**Tugas yang Diminta:** Dalam teks tentang teori modernitas dan postmodernitas, apa dampak negatif otomatisasi bagi manusia?

───── Teks ─────

Topik: “Teori Modernitas dan Postmodernitas”
Review Oleh Ignatius Haryanto
(untuk tanggal 26 November 2019)
Sumber Bacaan:
- Marshall McLuhan, Understanding Media: The Extensions of Man, Massachusetts: Massachusetts Institute of Technology Press, 1994 (seventh printing 1998)
- Jim McGuigan, Modernity and Postmodern Culture, Berkshire: Open University Press, 2006
Marshall McLuhan adalah salah seorang teoritisi media awal yang telah menuliskan pandangan-pandangannya antara tahun 1960-1970an. Ia dikenal dengan buku-bukunya seperti Guttenberg Galaxy, Understanding Media: Extensions of Man, Medium is the Message. McLuhan dapat dikatakan sebagai teoritisi media yang menandai masa modern dengan kemunculan televisi yang perlahan-lahan menggantikan posisi dari media cetak yang telah lebih dulu ada.
Dengan mengatakan “medium is the message”, McLuhan mengatakan bahwa ada konsekuensi personal dan social dari kedatangan / kemunculan suatu medium, dan hal ini merupakan perluasan / perpanjangan / kepanjangan dari diri manusia. Otomatisasi yang banyak muncul pada tahun-tahun tersebut memberi dampak positif dan negative bagi kehidupan manusia: yang negative adalah otomatisasi membuat manusia kehilangan pekerjaan, tetapi sebaliknya otomatisasi memberikan peran bagi manusia dalam keterlibatan yang lebih jauh dalam pekerjaannya, dan hubungan antar manusia yang ada di dalamnya. (p. 7)

───── Daftar yang Diberikan ─────

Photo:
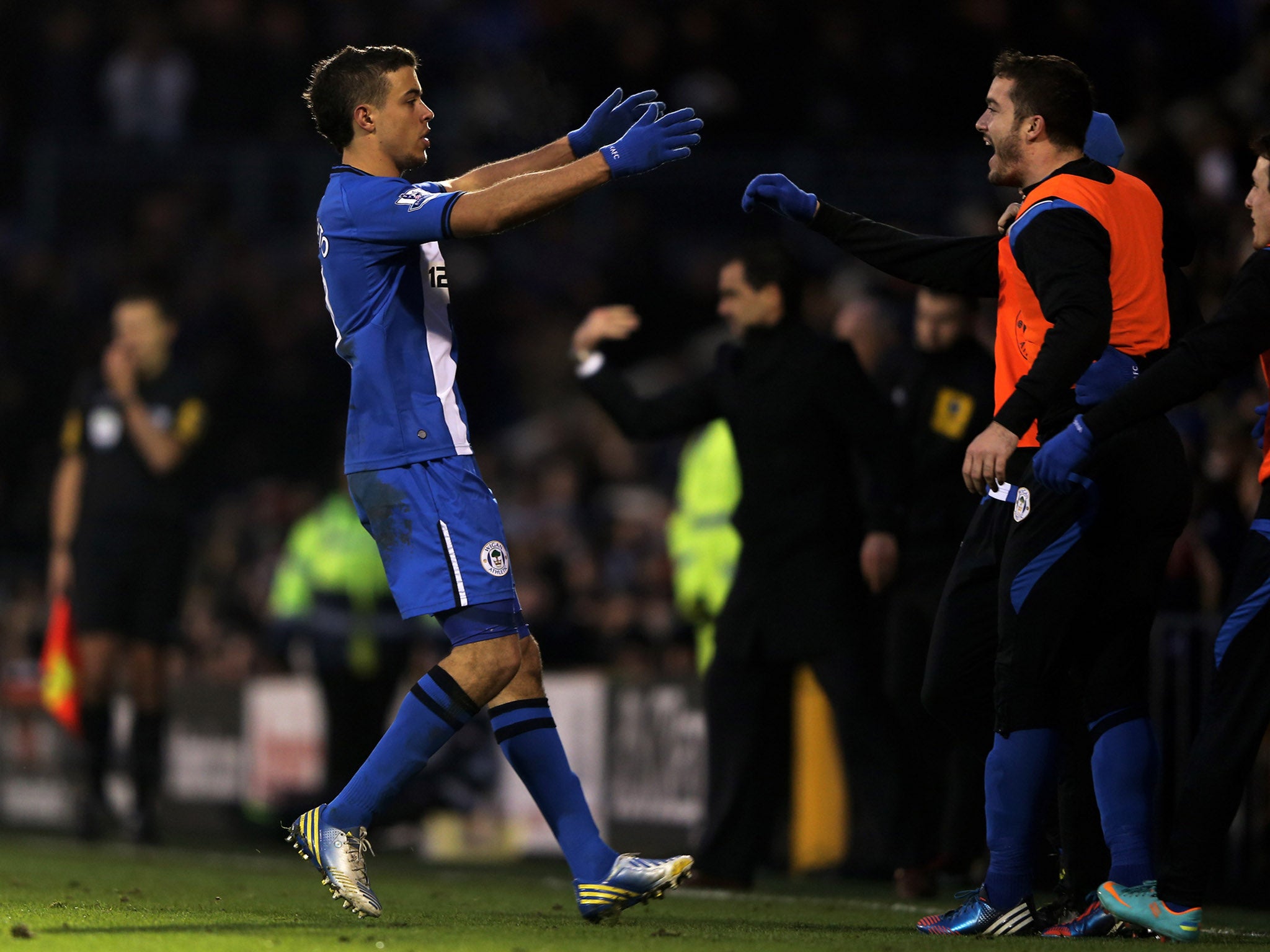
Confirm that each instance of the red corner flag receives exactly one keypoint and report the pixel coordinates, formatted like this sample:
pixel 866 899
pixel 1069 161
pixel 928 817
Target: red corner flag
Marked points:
pixel 59 667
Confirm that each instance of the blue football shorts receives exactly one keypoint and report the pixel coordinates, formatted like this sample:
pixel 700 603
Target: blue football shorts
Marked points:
pixel 442 544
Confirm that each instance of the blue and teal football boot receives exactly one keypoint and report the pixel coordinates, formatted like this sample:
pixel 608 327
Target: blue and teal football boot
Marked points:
pixel 1142 907
pixel 339 856
pixel 630 883
pixel 977 918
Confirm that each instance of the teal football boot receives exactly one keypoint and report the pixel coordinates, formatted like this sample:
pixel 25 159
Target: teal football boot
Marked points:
pixel 630 883
pixel 1142 907
pixel 339 856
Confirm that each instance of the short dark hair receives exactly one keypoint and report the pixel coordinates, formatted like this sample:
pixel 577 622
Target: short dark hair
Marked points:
pixel 1053 88
pixel 352 76
pixel 769 263
pixel 150 295
pixel 1261 145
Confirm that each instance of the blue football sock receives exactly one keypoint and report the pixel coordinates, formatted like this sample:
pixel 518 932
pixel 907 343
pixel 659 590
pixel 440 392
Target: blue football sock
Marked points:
pixel 530 742
pixel 1126 765
pixel 436 708
pixel 1019 774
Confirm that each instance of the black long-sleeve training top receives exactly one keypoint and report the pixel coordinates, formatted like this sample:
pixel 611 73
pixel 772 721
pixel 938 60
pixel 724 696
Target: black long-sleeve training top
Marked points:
pixel 1066 257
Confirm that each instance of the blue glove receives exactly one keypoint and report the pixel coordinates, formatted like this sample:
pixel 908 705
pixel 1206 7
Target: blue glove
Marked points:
pixel 1106 375
pixel 781 196
pixel 1059 457
pixel 610 121
pixel 653 141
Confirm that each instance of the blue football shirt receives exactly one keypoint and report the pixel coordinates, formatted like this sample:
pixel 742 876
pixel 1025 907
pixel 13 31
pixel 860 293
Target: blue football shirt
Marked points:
pixel 389 298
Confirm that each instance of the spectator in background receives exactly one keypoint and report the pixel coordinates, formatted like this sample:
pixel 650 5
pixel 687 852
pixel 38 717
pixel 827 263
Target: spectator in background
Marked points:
pixel 812 441
pixel 148 84
pixel 118 537
pixel 941 391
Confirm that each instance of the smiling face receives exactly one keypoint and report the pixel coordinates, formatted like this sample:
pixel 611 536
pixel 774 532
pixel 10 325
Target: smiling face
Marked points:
pixel 1258 202
pixel 1002 130
pixel 402 123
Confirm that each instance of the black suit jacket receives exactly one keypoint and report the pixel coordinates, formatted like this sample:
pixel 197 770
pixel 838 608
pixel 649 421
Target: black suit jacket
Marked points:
pixel 819 466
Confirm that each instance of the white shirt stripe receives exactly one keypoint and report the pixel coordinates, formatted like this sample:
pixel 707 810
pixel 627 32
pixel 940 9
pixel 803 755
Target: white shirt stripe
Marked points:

─────

**Hasil Tugas Ini:** Otomatisasi membuat manusia kehilangan pekerjaan.